Please repeat the records below exactly, from the first line through the line containing "Annotate electrical cord", and nothing more.

Recorded data:
════════════════════

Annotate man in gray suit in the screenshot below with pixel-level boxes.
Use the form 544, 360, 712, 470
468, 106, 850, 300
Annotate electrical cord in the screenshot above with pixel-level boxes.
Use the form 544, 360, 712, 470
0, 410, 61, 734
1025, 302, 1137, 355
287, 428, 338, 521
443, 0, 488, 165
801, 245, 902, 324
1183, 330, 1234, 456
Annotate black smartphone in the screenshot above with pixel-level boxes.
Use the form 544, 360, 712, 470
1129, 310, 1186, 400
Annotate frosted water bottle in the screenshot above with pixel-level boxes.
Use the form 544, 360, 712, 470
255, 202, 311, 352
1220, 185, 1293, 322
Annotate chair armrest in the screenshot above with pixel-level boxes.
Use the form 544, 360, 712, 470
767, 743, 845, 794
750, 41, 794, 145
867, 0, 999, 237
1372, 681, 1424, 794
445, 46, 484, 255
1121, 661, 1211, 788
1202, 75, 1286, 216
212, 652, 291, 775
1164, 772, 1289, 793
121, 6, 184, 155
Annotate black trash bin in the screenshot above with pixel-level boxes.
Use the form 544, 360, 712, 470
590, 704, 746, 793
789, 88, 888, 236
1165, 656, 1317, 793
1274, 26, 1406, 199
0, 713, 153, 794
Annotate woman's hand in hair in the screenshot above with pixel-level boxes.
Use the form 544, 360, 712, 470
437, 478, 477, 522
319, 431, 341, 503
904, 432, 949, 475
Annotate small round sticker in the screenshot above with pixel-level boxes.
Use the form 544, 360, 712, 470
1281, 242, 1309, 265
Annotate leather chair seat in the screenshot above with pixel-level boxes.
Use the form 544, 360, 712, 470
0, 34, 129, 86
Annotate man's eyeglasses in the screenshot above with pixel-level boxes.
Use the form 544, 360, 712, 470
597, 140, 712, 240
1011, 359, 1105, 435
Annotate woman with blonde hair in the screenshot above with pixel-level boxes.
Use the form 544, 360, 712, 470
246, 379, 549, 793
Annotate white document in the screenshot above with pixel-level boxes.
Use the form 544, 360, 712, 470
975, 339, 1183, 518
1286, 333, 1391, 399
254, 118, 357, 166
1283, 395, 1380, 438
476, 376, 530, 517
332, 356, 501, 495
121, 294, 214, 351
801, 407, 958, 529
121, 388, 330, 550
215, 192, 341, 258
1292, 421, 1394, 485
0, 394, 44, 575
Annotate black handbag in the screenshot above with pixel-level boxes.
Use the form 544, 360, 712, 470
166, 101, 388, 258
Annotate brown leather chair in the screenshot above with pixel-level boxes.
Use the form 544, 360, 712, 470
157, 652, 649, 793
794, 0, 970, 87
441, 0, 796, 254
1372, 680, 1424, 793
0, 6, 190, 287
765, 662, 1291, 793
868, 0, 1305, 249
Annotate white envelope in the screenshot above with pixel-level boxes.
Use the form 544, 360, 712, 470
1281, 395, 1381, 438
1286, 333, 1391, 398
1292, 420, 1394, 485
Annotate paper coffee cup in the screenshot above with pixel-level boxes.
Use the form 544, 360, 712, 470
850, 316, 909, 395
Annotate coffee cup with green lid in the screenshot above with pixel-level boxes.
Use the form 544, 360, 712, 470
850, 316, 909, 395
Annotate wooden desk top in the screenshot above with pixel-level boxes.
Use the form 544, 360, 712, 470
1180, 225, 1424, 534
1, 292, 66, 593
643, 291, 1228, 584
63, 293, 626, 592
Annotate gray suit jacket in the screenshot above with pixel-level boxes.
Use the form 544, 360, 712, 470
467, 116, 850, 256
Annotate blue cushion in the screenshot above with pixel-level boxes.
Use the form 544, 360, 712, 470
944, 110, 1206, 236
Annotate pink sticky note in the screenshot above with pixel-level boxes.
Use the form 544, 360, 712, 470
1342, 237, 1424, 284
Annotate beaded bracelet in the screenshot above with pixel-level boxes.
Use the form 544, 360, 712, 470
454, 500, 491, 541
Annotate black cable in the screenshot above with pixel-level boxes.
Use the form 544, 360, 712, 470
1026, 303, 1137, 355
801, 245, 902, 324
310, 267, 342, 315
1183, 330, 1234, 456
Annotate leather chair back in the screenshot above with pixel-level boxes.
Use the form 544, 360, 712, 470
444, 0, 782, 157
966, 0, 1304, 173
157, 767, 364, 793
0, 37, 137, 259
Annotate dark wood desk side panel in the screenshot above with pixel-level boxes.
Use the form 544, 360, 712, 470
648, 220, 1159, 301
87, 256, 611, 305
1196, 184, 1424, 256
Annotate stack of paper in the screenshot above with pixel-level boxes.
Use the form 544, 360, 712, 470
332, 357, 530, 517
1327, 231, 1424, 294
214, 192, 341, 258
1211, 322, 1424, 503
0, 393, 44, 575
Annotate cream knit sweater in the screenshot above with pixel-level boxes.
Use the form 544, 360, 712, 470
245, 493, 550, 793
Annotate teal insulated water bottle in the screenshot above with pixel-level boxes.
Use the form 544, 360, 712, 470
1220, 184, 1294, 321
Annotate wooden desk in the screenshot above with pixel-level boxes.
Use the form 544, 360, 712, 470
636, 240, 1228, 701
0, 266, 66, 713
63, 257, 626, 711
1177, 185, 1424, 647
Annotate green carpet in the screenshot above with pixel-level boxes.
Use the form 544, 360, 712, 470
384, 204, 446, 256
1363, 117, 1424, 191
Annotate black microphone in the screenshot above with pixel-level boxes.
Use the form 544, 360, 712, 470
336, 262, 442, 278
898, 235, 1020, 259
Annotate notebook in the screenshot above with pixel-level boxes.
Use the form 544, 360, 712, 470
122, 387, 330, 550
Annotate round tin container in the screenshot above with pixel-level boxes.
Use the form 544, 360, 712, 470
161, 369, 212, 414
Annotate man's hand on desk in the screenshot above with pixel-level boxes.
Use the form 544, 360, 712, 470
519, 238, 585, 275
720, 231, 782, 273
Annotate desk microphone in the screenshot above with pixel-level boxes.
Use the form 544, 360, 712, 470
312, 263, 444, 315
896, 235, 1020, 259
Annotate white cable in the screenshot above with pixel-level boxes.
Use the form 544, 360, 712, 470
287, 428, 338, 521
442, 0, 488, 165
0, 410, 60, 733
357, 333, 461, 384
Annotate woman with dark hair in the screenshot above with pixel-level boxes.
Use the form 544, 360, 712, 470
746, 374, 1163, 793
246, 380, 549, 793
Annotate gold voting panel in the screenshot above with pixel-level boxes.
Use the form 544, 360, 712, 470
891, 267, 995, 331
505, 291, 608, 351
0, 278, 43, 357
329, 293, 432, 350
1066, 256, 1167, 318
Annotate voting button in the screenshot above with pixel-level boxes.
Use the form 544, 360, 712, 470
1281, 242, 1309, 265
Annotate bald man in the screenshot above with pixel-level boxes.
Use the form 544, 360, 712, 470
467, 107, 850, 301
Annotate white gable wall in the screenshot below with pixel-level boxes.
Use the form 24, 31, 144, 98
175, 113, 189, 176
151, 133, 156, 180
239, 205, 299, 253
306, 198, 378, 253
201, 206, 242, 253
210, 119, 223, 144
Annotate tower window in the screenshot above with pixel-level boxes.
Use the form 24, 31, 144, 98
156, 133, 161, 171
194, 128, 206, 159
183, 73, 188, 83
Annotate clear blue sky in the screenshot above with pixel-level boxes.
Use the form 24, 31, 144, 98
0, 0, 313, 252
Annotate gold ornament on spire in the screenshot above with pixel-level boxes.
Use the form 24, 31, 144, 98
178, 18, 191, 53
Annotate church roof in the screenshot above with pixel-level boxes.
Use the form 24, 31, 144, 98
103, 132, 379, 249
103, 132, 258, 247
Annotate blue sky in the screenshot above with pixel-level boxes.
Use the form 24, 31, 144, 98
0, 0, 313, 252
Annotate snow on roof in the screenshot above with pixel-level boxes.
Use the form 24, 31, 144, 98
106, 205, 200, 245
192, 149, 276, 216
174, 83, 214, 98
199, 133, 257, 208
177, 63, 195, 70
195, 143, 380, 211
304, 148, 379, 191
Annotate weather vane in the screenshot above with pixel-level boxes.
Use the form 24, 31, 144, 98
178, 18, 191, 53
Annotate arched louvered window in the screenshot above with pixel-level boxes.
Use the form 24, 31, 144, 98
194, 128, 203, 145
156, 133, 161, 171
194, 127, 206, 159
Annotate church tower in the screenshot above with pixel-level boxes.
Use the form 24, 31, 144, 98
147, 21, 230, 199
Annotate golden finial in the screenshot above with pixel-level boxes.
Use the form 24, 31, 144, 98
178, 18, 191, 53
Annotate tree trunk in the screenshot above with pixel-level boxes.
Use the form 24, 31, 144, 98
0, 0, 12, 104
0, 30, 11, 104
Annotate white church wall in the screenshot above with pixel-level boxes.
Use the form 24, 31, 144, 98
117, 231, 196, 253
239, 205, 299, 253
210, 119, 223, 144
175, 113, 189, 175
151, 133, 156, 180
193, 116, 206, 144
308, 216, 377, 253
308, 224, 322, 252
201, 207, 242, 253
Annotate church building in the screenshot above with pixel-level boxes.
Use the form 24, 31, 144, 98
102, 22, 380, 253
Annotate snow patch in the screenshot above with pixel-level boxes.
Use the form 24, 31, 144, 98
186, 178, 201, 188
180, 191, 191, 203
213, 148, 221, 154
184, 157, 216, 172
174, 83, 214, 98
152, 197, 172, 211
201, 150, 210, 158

════════════════════

RESPONSE:
Annotate man in gray suit in the screenshot below with pixel-level boxes.
Use the form 544, 360, 712, 470
468, 106, 850, 300
Annotate electrical cord in the screenshot above with pixel-level boxes.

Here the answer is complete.